Reproduce every line of the material below without any change, but leave out the pictures.

★ ★ ★

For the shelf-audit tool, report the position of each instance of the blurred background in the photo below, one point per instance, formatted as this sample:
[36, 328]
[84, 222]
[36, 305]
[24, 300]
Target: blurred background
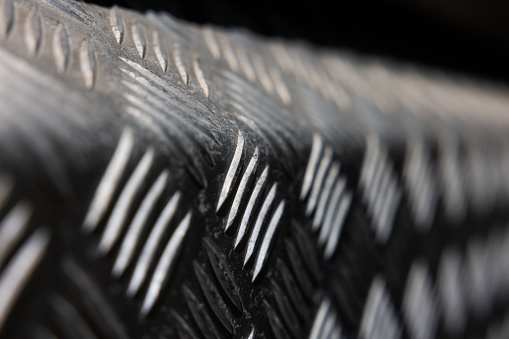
[469, 37]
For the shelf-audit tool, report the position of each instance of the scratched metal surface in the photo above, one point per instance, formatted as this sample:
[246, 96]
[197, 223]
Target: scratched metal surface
[161, 179]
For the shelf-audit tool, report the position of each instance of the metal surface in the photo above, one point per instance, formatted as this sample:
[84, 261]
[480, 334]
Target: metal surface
[162, 179]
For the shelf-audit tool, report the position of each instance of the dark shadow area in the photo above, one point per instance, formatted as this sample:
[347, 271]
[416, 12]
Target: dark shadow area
[467, 37]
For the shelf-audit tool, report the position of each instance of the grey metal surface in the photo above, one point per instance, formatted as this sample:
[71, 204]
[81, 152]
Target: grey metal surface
[161, 179]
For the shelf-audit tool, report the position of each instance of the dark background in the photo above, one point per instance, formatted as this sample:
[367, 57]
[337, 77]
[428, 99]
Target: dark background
[466, 36]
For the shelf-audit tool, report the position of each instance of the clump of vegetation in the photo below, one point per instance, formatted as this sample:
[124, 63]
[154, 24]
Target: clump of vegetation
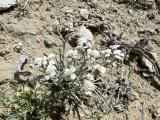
[72, 82]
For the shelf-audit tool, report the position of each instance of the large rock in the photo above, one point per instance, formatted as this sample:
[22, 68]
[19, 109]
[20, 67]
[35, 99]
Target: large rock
[5, 4]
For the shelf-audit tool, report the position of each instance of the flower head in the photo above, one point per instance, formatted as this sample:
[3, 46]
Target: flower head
[70, 72]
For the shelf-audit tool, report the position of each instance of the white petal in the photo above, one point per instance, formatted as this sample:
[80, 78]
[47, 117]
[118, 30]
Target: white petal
[72, 69]
[118, 57]
[114, 47]
[117, 52]
[73, 76]
[88, 93]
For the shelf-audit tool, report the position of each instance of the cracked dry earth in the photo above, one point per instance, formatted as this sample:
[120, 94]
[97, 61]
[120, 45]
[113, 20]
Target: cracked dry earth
[119, 16]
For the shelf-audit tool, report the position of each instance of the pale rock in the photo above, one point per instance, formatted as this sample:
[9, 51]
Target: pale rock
[5, 4]
[85, 33]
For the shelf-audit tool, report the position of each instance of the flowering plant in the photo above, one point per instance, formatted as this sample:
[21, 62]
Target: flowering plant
[69, 81]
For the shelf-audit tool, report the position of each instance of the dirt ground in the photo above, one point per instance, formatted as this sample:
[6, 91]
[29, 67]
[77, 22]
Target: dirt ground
[32, 25]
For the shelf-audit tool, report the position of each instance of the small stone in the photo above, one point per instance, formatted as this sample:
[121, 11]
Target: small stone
[85, 33]
[5, 4]
[147, 63]
[84, 13]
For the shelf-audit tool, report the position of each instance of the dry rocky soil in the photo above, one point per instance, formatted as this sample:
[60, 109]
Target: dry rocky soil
[31, 25]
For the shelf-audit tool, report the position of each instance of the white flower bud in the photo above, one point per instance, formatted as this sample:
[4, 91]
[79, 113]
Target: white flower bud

★ ★ ★

§ **Answer for the task**:
For the shelf-audit tool, report the position of each instance of the blurred background in the photo below, one point per instance, formatted as this sample:
[36, 328]
[84, 222]
[36, 305]
[24, 300]
Target: blurred background
[469, 37]
For the shelf-audit tool, report the position of each instance of the scratched metal surface in the photo above, one point per instance, formatted as this sample:
[246, 96]
[197, 223]
Target: scratched metal surface
[161, 179]
For the shelf-audit tool, report the position of each instance of the metal surface in the photo above, one point per instance, formatted as this sample:
[84, 261]
[480, 334]
Target: metal surface
[162, 179]
For the shelf-audit tool, report the position of each instance of the dark shadow area in the photo above, one point per instance, formatted as this sample:
[347, 271]
[416, 12]
Target: dark shadow area
[467, 37]
For the shelf-audit tool, report the position of each instance of the grey metal surface in the photo above, one point per instance, formatted as this sample:
[71, 204]
[81, 152]
Target: grey metal surface
[161, 179]
For the shelf-audit tool, report the position of each instance of the dark background in the photo above, one point per instance, formatted as this sample:
[367, 57]
[337, 77]
[428, 99]
Target: dark background
[466, 36]
For the shelf-audit tool, report the position of each instance of the clump of vegetation in the photo below, one point per instance, formatted as this sample:
[124, 63]
[154, 24]
Target: clump of vegetation
[72, 82]
For the shelf-audit tool, report the position of each instance of the large rock in the photo above, one point per instance, formatted as this sample:
[22, 68]
[19, 109]
[20, 67]
[35, 99]
Target: large rock
[5, 4]
For the shelf-audit tool, report the position of each instance of the flower head in the photo above, one point per instance, formatted as this sample:
[3, 46]
Target: flower head
[70, 72]
For the shelf-audit tool, report the position of each instance of the white petal in the photo above, one point per instance, formatted as this sample:
[80, 78]
[47, 117]
[118, 30]
Target: white petal
[72, 69]
[118, 57]
[114, 47]
[117, 52]
[73, 76]
[88, 93]
For the shelf-audit tool, report the position of each instance of the cracked dry earth in the photo above, one point per instance, formatted as this sample:
[120, 94]
[97, 61]
[120, 45]
[113, 20]
Target: cracked dry earth
[119, 16]
For the shelf-audit tool, report the position of each instance of the pale rock in the photo above, one point per instance, formatted as this sample:
[9, 51]
Target: pale rock
[5, 4]
[85, 33]
For the shelf-audit tool, report the position of each instance of the flowering plant in the photo above, one point per instance, formatted as this sample:
[21, 62]
Target: flowering plant
[69, 81]
For the shelf-audit tool, report the position of each instance of the dirt ground in the photo above, one point per instance, formatted as this sample:
[6, 91]
[29, 67]
[77, 22]
Target: dirt ground
[32, 25]
For the shelf-audit tool, report the position of each instance of the small stone in the photo above, one point per instance, formatted as this sample:
[121, 11]
Target: small stone
[85, 33]
[5, 4]
[147, 63]
[84, 13]
For the shelf-audit tool, report the position of each instance of the dry rocky soil in the photo above, one point per instance, formatted as this sample:
[60, 109]
Target: dry rocky soil
[31, 25]
For the shelf-audit tool, report the position of each instance of the white flower bud in the photo above, one point per instance, formatted as this sample:
[4, 91]
[79, 113]
Target: white flower bud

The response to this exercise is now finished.